→ **To do**:
Answer these questions from the passage on point and interval estimates:
(a) In the simple sales model, what point estimate of sales results when per capita income is $30,000?
(b) In the confidence interval formula, what value does the number 2 approximate?
(c) What is the standard error of the estimate called in Excel?

→ **Supplied passage**:
╭──

Point and Interval Estimates From a Regression Model
Chapter 5 Preview
When you have completed reading this chapter you will be able to:
Introduction
In Chapter 3, you saw simple bivariate regression equations for women’s clothing sales and for college basketball team’s WP. In this chapter, you will learn to apply these two models. You will use both to a make point estimate and an approximate 95 percent confidence interval centered on the point estimate for the dependent variables.
The Concept of a Point Estimate
A point estimate is a single value, or point. It is your best estimate (or prediction) of the value of a dependent variable, given some value(s) for the independent variables(s). The point estimate is generated directly from the regression equation. To illustrate, suppose that you have a very simple regression model as follows:
SALES = f(PER CAPITA INCOME)
SALES = –10 + 0.002(PER CAPITA INCOME)
If per capita income is $30,000 then your point estimate (or prediction) of sales would be:
SALES = −10 + (0.002 × 30,000) = −10 + 60 = 50
While this would be your best estimate it is likely to be wrong. This may sound disturbing to you. However, statistical theory supports the notion that this best estimate will be close to correct most of the time. It just may not be exactly right. Suppose in this example sales are in thousands of units. Your estimate of sales is really 50,000 units … not 50,001 or 49,999 but exactly 50,000. The business world is not so precise. If sales really turn out to be 50,001 and you estimated sales to be 50,000 you would look pretty good. But technically you would be wrong. Later in this chapter, you will see how to calculate point estimates for some of the models you have seen in previous chapters.
The Concept of Approximate 95 Percent Confidence Interval Estimates
Because you would almost always be wrong (but close) with a point estimate you may want to provide a set of lower and upper bounds for an estimate such that you would have some level of confidence that the true value would be in that interval. To do this you need to know another statistic called the “standard error” of the estimate (SEE). The SEE is just called standard error in Excel.1 This measure is included in the output of almost every regression software program.2
The approximate 95 percent confidence interval is found by taking your point estimate plus and minus two times the standard error of the estimate (SEE) as follows:
Point Estimate ± 2(Standard Error of the Estimate)
The number 2 in this calculation is an approximation for 1.96 from the t-table with a large number of degrees of freedom. This confidence interval is also an approximation because the true confidence interval bows away from the regression line as the dependent variable and the independent variable(s) move away from their respective mean values.
You will see this concept applied later in this chapter for regression models you have already seen. After seeing some examples of the concept you should find it easy to apply in your own situation.

╰──

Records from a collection
╭──

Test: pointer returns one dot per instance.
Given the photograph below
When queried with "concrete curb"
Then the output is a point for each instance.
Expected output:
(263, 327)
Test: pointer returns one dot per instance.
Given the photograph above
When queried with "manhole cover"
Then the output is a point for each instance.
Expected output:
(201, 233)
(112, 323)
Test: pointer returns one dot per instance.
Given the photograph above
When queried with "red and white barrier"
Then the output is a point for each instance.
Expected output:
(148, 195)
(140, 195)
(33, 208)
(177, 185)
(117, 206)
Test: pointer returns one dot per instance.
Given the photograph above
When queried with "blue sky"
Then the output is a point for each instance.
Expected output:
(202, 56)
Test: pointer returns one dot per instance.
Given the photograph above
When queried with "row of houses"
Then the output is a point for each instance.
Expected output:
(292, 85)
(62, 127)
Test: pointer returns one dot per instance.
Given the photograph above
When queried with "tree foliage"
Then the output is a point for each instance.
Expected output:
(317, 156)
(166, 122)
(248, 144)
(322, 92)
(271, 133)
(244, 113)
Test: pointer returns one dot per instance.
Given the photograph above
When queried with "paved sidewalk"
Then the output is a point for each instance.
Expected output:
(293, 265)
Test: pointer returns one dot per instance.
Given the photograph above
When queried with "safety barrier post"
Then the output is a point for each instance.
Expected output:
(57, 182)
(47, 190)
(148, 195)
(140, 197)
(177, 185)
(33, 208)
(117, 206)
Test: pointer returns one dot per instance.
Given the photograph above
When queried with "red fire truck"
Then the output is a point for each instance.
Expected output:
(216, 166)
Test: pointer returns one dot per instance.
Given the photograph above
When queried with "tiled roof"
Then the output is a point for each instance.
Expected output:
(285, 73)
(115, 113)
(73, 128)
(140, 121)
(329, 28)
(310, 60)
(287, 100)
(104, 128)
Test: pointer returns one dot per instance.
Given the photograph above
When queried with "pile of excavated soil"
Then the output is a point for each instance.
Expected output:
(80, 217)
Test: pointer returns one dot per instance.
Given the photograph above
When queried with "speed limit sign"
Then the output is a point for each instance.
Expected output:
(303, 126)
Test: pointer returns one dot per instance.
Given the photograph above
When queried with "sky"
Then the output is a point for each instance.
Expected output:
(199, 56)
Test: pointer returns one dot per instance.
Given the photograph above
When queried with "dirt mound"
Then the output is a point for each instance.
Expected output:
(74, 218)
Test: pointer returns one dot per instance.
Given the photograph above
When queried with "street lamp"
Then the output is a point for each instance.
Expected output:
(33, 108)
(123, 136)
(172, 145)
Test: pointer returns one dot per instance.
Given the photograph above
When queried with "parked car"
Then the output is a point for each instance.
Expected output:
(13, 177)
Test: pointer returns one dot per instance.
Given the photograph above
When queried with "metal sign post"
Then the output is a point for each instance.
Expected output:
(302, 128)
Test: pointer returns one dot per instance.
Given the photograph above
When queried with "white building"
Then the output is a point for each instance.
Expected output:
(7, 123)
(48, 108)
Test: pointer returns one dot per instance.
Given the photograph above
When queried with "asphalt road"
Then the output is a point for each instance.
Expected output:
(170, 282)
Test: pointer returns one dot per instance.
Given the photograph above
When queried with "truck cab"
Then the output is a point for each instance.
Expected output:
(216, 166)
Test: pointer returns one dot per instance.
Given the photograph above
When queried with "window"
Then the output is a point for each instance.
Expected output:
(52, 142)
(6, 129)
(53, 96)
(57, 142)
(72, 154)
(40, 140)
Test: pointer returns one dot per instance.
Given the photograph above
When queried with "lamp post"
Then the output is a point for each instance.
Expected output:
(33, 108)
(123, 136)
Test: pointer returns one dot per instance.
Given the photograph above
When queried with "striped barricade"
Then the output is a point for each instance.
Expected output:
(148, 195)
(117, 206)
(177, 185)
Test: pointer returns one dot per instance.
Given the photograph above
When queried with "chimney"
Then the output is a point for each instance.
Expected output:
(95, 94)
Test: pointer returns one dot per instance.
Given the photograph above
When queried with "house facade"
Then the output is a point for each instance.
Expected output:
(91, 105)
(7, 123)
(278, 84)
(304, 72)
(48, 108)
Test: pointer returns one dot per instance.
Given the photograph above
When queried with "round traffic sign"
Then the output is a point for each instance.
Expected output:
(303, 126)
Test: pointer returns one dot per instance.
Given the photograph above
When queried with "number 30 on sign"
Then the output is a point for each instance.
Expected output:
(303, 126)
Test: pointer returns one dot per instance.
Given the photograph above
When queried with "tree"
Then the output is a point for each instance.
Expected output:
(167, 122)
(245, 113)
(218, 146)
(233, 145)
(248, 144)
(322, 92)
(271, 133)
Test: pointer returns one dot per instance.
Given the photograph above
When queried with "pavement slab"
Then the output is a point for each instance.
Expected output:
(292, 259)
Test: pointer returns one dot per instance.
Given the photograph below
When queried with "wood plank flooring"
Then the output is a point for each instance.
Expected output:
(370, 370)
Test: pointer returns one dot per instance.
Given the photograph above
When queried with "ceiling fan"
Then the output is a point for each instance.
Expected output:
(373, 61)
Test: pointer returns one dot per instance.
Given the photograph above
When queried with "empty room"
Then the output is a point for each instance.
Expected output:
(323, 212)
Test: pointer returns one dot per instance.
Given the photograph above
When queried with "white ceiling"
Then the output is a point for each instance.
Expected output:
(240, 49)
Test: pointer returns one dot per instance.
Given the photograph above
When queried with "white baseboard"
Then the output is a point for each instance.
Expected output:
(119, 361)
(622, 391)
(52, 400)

╰──

→ **Result of the exercise**:
(a) 50
(b) 1.96, from the t-table with a large number of degrees of freedom
(c) Standard error